* DO THIS: Rewrite the article on George Bush and Burma from "The military leaders, generally" to "about its implications.", replacing "military leaders" with "generals".

George Bush’s Legacy in Burma

By Nehginpao Kipgen

With just less than 3 months away from the 2008 U.S. presidential election, campaigns for the office of a free world leader takes hectic turns: issues ranging from economy to wars in Afghanistan and Iraq, and lately a reminiscence of cold war confrontation in the former Soviet Republic.

Amidst world political tensions, Burma analysts and observers have begun to question if the Bush’s eight years in office have done enough to advance a democratic change in ethnically diverse Burma. Interestingly, there have been positive developments and frustrating moments.

The military leaders, generally paranoid toward the westerners, may be short of words to compliment the Bush’s administration. Reactions from the democratic opposition, however, are obviously mixed – some have been upbeat with the traditional sanctions while others are skeptical about its implications.

Digging the history of U.S. foreign policy on Burma, George Bush is undeniably seen to be one of the only U.S. Presidents to have taken a tough stance on the military junta. In fact, some unprecedented initiatives have been either implemented or at least attempted. The Burmese Freedom and Democracy Act of 2003 and the 2008 Tom Lantos Block Burmese JADE Act are some examples.

Moreover, the White House invitation of a number of dissidents on 31st October 2005 and on 12th June 2007 was a landmark development. A luncheon meeting with a group of activists at the U.S. ambassador’s residence in Bangkok on August 7, 2008 was also a significant indication of solidarity as it happened just a day before the 20th anniversary of the infamous 8.8.88 uprising.

Some observers may be deriding the futility of all those meetings as photo ops or largely symbolic. Nonetheless, whenever leader of a superpower nation takes time to sit down with advocates of democracy and human rights, it always sends a strong message to the military regime and the international community that Burma’s democracy movement is not forgotten.

* RECORDS SUPPLIED:
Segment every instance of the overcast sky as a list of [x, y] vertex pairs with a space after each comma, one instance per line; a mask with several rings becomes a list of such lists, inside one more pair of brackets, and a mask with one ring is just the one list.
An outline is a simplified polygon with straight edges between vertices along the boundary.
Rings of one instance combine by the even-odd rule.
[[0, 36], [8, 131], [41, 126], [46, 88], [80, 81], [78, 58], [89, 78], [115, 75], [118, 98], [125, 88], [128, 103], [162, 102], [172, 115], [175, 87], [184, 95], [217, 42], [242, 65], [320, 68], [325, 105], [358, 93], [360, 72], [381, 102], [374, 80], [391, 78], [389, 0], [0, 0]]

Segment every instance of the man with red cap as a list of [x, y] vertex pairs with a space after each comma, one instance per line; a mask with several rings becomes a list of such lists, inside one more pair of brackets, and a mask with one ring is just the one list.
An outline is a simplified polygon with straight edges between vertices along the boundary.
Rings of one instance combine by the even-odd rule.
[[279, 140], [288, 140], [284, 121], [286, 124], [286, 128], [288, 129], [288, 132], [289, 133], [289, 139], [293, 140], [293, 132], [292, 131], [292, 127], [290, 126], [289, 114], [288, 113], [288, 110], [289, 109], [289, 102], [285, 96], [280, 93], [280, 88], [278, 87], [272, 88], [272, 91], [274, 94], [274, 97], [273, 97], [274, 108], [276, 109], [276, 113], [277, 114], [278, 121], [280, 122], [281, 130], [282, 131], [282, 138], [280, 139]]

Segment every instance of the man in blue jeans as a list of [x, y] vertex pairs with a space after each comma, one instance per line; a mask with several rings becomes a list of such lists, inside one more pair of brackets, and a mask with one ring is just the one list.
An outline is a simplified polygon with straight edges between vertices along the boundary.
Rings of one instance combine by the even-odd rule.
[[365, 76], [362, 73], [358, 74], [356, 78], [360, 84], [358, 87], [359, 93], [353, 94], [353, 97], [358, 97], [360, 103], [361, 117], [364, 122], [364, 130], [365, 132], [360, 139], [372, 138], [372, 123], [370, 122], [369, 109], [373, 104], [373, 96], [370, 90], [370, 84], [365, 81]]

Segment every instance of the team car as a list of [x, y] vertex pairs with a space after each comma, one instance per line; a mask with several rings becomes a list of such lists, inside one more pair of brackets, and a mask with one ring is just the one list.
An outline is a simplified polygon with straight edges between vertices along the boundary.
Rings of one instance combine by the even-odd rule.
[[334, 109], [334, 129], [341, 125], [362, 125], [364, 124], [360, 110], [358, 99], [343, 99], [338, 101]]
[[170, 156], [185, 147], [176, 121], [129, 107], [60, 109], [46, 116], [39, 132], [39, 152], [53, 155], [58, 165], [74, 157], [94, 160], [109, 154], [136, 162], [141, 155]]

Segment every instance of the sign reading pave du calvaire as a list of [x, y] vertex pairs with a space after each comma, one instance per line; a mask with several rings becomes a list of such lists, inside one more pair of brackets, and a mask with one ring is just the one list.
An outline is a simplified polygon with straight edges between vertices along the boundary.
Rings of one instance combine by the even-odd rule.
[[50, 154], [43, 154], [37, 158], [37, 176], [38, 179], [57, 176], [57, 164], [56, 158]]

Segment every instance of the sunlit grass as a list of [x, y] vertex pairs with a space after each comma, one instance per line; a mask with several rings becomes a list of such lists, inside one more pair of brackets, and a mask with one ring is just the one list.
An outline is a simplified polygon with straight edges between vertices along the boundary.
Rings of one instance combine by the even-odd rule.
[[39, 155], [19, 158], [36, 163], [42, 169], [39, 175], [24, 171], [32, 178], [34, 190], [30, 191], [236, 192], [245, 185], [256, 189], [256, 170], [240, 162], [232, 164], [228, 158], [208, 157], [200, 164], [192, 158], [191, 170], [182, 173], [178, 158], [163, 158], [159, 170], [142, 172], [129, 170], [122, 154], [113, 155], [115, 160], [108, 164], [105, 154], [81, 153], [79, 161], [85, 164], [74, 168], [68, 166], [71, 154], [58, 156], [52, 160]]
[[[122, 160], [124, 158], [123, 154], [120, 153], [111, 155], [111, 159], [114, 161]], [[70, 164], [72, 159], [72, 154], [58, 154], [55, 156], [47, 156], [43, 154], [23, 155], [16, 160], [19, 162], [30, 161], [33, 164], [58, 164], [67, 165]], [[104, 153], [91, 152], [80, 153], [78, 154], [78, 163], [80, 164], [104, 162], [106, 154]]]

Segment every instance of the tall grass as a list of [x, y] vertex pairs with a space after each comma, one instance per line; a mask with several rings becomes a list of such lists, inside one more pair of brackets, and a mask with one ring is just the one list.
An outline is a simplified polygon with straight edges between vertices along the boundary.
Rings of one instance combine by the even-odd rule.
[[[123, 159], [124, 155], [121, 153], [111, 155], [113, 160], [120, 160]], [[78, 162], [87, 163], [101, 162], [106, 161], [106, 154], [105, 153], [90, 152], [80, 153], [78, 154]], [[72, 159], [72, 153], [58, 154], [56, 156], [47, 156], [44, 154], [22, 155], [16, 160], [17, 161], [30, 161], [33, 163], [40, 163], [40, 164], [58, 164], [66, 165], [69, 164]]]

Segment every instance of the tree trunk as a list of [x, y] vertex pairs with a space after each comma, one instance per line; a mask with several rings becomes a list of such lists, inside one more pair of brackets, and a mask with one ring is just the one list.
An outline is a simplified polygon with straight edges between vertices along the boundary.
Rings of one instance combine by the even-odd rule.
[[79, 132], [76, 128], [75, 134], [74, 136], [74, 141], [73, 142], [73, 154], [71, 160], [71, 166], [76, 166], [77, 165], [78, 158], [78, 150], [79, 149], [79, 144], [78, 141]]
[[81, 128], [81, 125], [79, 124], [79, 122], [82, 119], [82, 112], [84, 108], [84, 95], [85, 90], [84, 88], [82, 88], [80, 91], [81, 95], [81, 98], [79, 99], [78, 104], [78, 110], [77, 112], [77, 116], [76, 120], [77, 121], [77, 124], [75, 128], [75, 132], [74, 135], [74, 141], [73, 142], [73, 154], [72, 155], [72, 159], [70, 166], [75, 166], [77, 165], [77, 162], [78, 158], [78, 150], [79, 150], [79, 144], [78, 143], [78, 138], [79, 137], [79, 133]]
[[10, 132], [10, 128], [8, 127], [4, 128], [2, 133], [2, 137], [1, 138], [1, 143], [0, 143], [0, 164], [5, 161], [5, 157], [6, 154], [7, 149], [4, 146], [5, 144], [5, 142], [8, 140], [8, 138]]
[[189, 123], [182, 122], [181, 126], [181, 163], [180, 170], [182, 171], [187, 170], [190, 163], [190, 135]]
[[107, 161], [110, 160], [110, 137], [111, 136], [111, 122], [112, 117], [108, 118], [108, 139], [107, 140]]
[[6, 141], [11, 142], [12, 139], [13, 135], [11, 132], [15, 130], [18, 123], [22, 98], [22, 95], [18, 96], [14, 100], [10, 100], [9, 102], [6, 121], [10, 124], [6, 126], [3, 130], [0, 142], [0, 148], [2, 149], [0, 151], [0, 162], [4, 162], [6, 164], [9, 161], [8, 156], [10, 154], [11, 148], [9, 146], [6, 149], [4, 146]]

* RESULT OF THE TASK:
The generals, generally paranoid toward the westerners, may be short of words to compliment the Bush’s administration. Reactions from the democratic opposition, however, are obviously mixed – some have been upbeat with the traditional sanctions while others are skeptical about its implications.